» **EXERCISE MATERIAL**

━━━━━━

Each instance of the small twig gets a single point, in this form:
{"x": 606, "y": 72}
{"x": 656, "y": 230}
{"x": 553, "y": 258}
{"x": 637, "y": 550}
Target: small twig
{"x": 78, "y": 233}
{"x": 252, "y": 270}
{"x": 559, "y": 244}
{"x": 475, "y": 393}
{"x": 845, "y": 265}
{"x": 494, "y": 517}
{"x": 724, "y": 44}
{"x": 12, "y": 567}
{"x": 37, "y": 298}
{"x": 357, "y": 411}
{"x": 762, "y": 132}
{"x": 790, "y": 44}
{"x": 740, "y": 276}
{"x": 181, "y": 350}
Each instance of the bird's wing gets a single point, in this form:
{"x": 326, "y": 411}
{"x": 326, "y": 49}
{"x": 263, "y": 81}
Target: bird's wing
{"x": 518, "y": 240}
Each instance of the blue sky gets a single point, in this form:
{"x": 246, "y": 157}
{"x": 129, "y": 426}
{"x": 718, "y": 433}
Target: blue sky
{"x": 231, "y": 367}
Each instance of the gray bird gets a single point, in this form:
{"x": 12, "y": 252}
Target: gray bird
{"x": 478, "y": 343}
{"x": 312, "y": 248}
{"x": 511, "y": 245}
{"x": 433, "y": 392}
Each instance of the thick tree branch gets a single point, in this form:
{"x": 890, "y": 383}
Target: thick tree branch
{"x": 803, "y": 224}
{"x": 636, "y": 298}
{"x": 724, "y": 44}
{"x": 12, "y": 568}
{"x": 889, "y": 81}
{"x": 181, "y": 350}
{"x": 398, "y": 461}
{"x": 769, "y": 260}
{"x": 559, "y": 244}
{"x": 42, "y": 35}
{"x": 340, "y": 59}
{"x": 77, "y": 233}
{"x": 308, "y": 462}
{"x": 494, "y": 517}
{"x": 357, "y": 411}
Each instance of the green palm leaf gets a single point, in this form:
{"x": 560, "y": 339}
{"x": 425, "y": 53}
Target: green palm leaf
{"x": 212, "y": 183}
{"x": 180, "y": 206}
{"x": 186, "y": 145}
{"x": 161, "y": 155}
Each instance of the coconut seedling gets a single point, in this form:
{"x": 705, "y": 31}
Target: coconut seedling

━━━━━━

» **WHAT YOU ARE ASKED TO DO**
Would you filter the records and copy out each line containing "coconut"?

» **FINAL ANSWER**
Each instance of the coconut seedling gets a single point, in this form:
Target: coconut seedling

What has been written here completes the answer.